**Exercise task:** Edit the lines starting at the one that contains "As a courtesy, could you identify the handrail" and ending at the one that contains "[731,414,854,531]", replacing "cowboy hat" with "wide-brimmed hat" and leaving all else unchanged.

[Items from a data source]
◇ ◇ ◇

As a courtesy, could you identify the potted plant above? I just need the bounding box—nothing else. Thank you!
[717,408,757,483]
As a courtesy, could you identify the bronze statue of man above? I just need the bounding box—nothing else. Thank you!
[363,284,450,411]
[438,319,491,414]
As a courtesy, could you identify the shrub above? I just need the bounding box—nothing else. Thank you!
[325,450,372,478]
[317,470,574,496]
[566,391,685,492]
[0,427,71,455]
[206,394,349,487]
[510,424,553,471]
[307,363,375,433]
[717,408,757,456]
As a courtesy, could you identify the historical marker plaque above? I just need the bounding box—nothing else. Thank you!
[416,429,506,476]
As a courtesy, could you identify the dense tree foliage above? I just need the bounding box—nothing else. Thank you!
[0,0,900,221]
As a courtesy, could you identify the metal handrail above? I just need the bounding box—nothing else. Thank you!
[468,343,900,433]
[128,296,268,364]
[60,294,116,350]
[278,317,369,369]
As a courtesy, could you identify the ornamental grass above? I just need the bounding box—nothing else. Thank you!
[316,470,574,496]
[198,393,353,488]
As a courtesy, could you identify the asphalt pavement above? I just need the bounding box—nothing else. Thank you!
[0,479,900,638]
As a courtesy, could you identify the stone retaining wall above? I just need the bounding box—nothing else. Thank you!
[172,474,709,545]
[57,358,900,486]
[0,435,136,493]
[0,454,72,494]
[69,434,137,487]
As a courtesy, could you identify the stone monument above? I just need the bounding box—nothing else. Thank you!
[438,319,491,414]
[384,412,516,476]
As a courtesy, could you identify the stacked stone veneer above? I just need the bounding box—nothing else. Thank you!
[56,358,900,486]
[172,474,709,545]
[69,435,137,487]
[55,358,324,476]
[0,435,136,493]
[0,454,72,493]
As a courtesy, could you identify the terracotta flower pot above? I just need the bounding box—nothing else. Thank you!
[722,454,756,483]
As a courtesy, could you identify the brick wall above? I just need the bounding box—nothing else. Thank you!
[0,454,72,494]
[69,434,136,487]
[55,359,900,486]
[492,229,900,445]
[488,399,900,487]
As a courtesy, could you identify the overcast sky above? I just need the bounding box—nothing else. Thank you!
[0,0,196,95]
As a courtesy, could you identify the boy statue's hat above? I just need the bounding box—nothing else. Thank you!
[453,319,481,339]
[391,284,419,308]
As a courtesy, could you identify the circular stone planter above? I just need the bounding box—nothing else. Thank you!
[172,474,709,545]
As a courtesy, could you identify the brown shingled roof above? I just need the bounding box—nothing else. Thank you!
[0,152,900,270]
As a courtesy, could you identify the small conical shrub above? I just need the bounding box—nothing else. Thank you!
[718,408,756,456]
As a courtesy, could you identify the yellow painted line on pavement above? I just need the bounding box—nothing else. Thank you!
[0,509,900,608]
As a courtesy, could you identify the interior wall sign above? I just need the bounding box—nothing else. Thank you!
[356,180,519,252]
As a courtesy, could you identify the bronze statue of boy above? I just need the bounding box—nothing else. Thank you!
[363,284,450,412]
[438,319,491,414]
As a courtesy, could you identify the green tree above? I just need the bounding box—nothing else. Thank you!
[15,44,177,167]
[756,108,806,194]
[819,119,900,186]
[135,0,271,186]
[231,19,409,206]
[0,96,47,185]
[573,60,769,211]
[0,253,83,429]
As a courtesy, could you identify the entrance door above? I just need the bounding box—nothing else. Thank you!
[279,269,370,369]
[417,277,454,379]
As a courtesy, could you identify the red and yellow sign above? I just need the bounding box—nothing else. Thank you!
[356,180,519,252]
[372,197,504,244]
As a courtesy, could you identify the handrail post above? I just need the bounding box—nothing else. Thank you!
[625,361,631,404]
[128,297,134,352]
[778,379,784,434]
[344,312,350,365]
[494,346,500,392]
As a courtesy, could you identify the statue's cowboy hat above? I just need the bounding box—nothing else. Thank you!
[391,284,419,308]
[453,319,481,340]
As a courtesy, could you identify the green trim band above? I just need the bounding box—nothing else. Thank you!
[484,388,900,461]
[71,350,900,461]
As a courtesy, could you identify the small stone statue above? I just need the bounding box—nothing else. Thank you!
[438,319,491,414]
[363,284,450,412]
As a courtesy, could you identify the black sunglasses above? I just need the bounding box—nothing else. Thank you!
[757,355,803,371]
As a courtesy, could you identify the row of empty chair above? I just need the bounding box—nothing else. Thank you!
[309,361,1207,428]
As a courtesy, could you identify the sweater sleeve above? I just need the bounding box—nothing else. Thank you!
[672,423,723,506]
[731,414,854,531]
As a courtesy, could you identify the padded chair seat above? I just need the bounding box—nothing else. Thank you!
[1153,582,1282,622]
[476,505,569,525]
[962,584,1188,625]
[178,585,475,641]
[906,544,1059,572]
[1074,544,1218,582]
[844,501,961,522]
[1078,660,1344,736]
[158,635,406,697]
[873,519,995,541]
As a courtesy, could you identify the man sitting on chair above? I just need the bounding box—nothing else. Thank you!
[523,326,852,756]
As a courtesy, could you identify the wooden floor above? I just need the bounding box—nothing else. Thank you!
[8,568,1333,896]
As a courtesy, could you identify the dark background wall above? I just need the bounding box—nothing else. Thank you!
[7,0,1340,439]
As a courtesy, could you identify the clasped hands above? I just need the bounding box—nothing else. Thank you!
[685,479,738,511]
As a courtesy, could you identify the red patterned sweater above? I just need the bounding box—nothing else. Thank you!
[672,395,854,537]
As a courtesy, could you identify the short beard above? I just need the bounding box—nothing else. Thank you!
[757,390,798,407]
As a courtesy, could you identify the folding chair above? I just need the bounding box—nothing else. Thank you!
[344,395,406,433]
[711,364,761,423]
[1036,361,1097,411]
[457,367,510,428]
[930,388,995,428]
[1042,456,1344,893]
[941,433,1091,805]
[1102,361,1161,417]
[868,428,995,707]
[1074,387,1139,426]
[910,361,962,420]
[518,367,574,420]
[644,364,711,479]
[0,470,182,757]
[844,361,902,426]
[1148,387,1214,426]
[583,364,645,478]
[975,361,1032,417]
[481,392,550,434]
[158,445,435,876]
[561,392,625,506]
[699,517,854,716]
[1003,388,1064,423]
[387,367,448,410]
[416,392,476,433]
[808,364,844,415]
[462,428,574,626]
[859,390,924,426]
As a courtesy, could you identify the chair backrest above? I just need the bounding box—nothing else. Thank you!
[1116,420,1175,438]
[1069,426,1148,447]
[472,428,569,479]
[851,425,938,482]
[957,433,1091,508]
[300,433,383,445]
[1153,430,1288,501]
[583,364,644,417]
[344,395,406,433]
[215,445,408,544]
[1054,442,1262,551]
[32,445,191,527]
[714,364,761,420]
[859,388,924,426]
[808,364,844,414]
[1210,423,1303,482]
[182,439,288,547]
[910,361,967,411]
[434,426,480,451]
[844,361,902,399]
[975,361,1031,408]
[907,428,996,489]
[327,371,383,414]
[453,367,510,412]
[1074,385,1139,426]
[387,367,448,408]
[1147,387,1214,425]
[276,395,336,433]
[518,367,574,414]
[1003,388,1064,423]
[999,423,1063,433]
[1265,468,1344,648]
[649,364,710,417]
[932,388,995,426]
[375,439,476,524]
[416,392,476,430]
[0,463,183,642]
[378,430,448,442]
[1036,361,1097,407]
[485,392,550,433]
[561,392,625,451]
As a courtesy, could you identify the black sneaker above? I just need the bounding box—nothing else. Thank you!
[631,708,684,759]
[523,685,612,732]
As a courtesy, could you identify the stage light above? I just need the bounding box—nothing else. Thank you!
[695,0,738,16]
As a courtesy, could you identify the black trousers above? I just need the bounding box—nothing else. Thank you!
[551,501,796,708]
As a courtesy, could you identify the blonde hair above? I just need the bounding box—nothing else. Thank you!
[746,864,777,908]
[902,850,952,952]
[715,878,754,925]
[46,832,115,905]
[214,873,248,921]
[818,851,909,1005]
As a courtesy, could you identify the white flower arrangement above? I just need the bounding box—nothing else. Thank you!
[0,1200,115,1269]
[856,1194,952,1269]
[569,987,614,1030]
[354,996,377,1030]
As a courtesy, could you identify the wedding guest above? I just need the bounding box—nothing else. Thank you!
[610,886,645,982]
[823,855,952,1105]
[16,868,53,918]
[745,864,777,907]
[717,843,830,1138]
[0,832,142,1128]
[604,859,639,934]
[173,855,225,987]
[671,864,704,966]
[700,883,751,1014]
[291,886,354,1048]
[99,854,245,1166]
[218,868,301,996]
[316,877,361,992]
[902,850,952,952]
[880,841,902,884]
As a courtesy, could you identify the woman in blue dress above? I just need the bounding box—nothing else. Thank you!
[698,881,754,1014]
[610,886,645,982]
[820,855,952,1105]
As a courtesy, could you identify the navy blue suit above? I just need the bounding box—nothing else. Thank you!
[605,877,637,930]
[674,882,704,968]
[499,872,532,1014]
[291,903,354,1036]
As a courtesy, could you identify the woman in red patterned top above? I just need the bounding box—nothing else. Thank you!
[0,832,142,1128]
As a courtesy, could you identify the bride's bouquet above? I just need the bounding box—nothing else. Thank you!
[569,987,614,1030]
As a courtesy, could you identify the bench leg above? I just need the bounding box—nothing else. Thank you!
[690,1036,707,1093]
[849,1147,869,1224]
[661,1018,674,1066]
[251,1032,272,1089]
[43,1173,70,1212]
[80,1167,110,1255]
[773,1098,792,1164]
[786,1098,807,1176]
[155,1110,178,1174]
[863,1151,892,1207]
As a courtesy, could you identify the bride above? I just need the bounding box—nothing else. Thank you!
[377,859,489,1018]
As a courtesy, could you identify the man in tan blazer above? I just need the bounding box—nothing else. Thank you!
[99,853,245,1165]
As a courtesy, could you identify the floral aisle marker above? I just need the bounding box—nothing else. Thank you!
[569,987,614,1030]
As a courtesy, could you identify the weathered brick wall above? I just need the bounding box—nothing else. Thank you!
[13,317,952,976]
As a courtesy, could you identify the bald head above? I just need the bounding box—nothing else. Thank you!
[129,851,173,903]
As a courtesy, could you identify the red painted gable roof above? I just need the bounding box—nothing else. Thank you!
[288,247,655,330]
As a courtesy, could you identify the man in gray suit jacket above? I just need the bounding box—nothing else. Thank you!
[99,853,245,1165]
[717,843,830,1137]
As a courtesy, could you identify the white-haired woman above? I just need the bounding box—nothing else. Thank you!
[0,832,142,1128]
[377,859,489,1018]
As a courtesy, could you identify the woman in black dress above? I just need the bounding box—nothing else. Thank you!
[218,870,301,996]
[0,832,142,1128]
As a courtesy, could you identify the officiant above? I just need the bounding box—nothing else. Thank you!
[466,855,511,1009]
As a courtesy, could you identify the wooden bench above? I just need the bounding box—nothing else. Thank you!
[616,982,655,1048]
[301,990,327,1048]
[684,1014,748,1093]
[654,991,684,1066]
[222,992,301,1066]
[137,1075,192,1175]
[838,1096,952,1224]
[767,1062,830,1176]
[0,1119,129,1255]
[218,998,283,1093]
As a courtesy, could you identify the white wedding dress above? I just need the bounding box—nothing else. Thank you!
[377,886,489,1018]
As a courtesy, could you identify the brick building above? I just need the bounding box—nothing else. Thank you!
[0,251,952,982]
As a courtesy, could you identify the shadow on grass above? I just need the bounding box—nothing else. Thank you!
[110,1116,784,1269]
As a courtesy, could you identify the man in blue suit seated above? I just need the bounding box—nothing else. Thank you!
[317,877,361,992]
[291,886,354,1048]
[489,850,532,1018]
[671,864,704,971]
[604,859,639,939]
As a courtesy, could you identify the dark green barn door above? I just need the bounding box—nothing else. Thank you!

◇ ◇ ◇

**Finished task:**
As a courtesy, could you identify the handrail post above? I just need the bounding box—nothing else. Thank you!
[625,361,631,404]
[128,297,134,352]
[778,379,784,434]
[344,312,350,365]
[494,346,500,392]
As a courtesy, could you identify the statue's wide-brimmed hat above? I just need the bounding box—nothing else. Thank you!
[391,284,419,308]
[453,319,481,340]
As a courtesy, could you identify the green trim band above? I just need the bounding box—nothing else. Thank you!
[484,388,900,461]
[71,350,900,461]
As a courtesy, could you identify the small stone statue above? I just need the bounding box—nothing else. Thank you!
[438,319,491,414]
[363,284,450,412]
As a courtesy, could you identify the black sunglasses above? I just need the bounding box—nothing else. Thank you!
[757,355,803,371]
As a courtesy, could you identify the row of empty chair above? I just need the bounding box—nothing else. Thank you!
[309,361,1207,428]
As a courtesy, could you identify the sweater sleeve above? I just need the bounding box—nothing else. Thank you!
[672,423,723,506]
[731,414,854,531]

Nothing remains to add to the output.